## BEGIN DOCUMENT TEXT

1  Inspect

Before diving into cleaning, it’s a good idea to familiarise yourself with the data. In this chapter we will cover ways to initially inspect the data and metadata of a dataset.

1.0.1 Prerequisites

In this chapter we will use Kingfisher (Alcedinidae) occurrence records in 2023 from the ALA.

# packages
library(galah)
library(ggplot2)
galah_config(email = "your-email-here") # ALA-registered email

birds <- galah_call() |>
  filter(doi == "https://doi.org /10.26197/ala.702e73e4-ba9d-471a-a0a4-872ecb5d0f32") |>
  atlas_occurrences()

Note: You don’t need to run this code block to read this chapter. It can, however, be useful to see the original download query. This code will download the latest data from the ALA, which you are welcome to use instead, though the data might not exactly reproduce results in this chapter.

library(galah)
galah_config(email = "your-email-here")

birds <- galah_call() |>
  identify("alcedinidae") |>
  filter(year == 2023) |>
  select(group = "basic", genus, species) |>
  atlas_occurrences()
1
We created a custom DOI for our download by using atlas_occurrences(mint_doi = TRUE).

1.1 Getting to know your data

Metadata is a description of data, where information about different aspects of the data is documented. Some examples include definitions of the variables being measured, how and why the data were collected, and any data standards used. Reviewing the metadata associated with a dataset can be very helpful for understanding the types of data you are working with and any considerations that may need to be accounted for in your analyses.

Many datasets include descriptions of the data’s taxonomic, spatial, and temporal parameters. An example of well formatted metadata is of FrogID from the Australian Museum.

Metadata of the FrogID dataset on the ALA

From reading FrogID’s metadata (Rowley and Callaghan 2020), we understand that:

  1. The dataset comprises acoustic data1
  2. This is citizen science data2
  3. Audio is recorded via a smartphone app3
  4. These data record presences, but not absences
  5. The data are under a Creative Commons license which is relevant for reuse and republishing

Many data infrastructures like the Atlas of Living Australia also follow and encourage a data standard to help consolidate data from many different data providers4.

## END DOCUMENT TEXT
## BEGIN SUPPLIED INFORMATION

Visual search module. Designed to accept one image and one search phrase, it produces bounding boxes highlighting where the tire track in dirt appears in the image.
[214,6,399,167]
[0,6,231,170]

## END SUPPLIED INFORMATION

§ **WRITTEN INSTRUCTION A**: From the data-inspection chapter, reproduce verbatim the stretch from "Before diving into" through "of a dataset.".
§ **WRITTEN INSTRUCTION B**: According to the data-inspection chapter, what do we learn from reading FrogID's metadata? List every point.

§ **EXERCISE OUTPUT A**:
Before diving into cleaning, it’s a good idea to familiarise yourself with the data. In this chapter we will cover ways to initially inspect the data and metadata of a dataset.

§ **EXERCISE OUTPUT B**:
1. The dataset comprises acoustic data.
2. This is citizen science data.
3. Audio is recorded via a smartphone app.
4. These data record presences, but not absences.
5. The data are under a Creative Commons license, which is relevant for reuse and republishing.